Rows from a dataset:
start

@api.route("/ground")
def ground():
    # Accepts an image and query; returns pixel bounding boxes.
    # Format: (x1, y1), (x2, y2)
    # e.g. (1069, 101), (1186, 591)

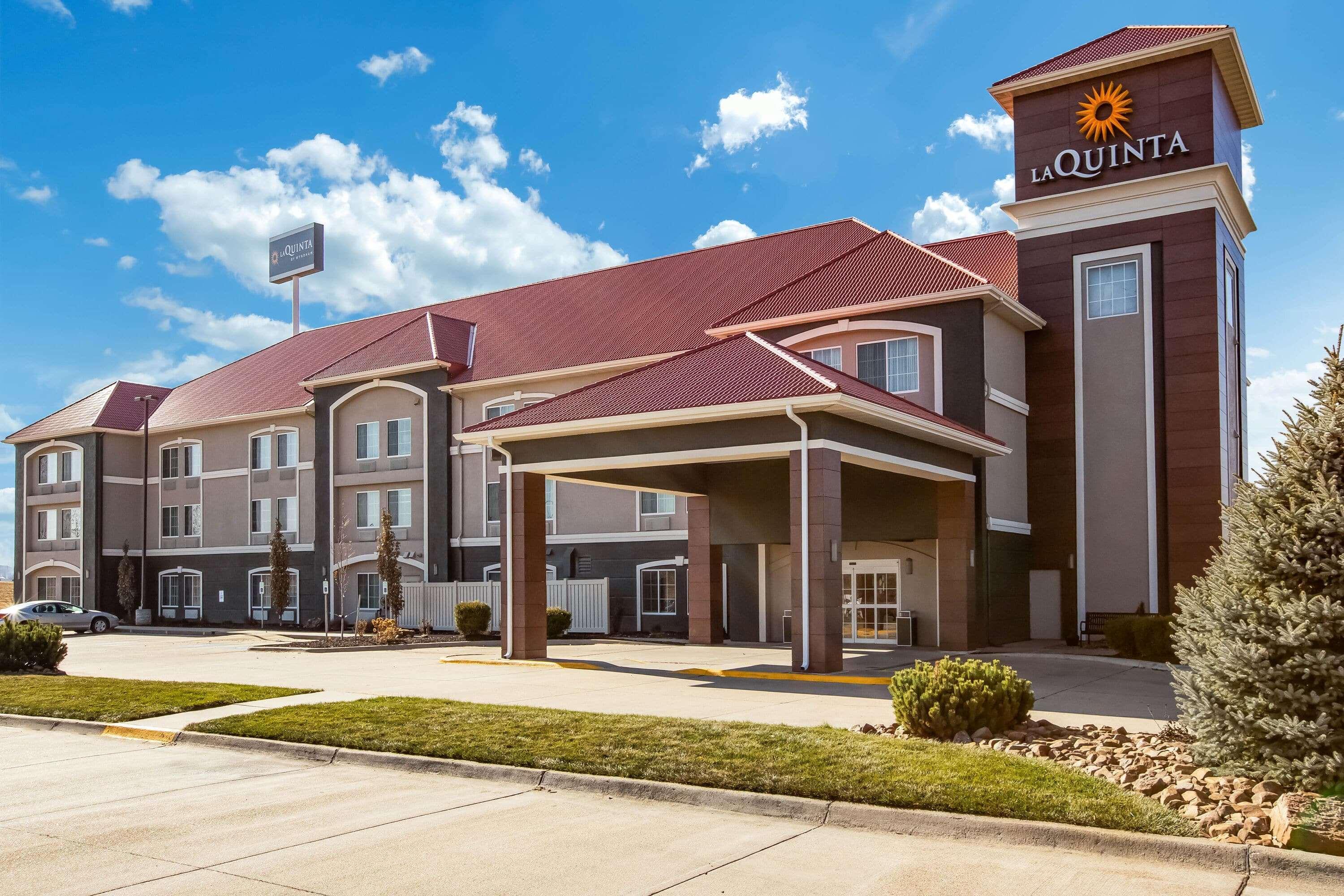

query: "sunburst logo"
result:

end
start

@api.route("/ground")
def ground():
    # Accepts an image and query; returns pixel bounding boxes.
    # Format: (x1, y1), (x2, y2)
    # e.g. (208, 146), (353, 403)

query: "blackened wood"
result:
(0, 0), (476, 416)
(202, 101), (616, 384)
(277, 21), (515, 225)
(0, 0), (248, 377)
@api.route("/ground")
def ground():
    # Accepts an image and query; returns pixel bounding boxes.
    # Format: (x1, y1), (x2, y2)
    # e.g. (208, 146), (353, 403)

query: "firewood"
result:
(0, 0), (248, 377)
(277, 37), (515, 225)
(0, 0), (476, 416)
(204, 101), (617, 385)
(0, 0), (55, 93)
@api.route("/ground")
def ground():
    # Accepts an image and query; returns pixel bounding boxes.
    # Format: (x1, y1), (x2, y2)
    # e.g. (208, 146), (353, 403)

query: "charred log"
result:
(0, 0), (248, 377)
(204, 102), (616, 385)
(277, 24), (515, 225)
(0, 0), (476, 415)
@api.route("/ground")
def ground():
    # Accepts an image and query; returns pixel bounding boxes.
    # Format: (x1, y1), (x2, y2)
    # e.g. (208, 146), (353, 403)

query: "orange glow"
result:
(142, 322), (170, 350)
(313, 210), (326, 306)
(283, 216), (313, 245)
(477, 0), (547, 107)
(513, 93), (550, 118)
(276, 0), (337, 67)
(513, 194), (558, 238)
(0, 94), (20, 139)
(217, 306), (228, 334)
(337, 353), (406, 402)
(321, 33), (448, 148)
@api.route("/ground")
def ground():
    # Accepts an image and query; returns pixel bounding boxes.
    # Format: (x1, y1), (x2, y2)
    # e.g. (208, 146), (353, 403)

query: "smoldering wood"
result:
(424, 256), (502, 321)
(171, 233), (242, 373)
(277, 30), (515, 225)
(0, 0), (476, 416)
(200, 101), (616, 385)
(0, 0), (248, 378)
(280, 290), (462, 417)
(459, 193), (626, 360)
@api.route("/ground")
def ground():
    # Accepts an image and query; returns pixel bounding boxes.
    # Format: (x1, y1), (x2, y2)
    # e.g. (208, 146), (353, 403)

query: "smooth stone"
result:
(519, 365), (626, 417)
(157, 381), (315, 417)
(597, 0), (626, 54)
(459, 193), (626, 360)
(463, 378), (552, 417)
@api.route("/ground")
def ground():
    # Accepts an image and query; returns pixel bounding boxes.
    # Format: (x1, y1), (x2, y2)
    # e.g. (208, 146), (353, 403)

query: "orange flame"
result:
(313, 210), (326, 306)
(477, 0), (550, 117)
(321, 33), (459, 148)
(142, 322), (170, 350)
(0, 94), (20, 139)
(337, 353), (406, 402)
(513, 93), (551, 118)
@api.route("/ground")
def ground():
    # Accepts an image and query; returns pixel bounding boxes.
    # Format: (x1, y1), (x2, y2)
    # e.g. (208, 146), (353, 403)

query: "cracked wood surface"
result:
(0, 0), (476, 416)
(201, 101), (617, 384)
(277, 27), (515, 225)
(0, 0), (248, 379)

end
start

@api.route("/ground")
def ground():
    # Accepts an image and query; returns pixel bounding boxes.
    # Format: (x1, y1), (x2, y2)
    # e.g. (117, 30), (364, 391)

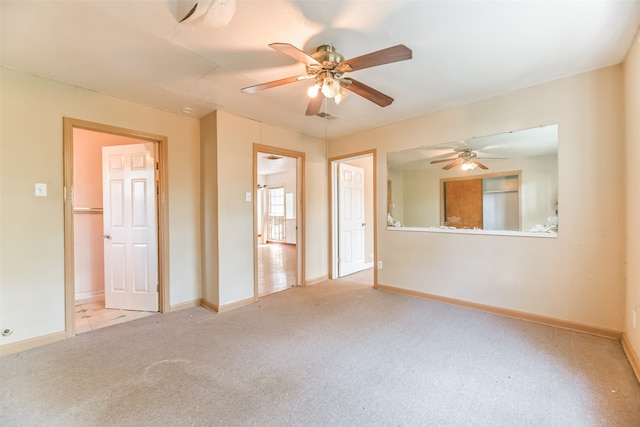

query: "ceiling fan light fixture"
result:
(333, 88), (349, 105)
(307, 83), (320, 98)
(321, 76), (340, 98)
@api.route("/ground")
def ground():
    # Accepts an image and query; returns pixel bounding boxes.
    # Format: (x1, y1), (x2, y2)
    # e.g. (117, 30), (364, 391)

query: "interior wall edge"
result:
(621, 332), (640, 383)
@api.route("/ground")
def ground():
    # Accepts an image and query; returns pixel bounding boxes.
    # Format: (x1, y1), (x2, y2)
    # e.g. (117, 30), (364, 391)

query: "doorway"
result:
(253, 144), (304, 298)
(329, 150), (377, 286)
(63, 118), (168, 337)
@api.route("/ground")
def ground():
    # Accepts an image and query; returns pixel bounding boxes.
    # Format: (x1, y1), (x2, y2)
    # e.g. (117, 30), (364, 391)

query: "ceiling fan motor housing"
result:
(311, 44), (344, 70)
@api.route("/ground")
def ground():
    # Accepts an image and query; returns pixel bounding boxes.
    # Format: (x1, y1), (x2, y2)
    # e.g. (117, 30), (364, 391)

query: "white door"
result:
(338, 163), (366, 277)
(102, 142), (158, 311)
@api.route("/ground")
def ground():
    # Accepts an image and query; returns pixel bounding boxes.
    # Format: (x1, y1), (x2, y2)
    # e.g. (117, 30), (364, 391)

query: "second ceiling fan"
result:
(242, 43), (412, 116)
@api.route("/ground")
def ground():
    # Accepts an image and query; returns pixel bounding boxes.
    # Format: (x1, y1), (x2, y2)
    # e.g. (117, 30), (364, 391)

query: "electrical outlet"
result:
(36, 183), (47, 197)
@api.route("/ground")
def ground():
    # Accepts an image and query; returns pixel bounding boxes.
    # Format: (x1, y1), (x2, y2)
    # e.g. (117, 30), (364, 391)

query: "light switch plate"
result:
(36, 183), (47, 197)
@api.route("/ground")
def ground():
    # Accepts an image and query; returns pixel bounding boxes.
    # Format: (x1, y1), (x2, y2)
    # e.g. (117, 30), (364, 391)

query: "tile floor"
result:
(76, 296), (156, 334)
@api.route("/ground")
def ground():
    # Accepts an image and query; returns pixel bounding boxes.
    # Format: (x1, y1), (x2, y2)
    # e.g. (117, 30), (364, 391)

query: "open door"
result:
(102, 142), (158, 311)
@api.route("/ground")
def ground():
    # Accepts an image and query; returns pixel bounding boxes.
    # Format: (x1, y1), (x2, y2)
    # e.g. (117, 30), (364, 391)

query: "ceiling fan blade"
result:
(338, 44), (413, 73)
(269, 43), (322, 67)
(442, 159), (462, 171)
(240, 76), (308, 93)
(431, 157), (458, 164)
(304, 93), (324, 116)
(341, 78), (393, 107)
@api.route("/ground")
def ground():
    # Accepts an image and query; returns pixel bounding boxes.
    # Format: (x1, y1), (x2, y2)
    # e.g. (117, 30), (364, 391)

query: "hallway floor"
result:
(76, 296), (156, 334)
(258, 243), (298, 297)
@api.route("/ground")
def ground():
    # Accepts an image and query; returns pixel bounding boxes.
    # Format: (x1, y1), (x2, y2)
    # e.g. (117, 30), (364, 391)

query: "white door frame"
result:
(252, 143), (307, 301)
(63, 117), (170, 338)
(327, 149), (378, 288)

end

[Direction]
Which lines of the material contain the string "white"? List each one in full.

[The result]
query: "white door"
query: "white door frame"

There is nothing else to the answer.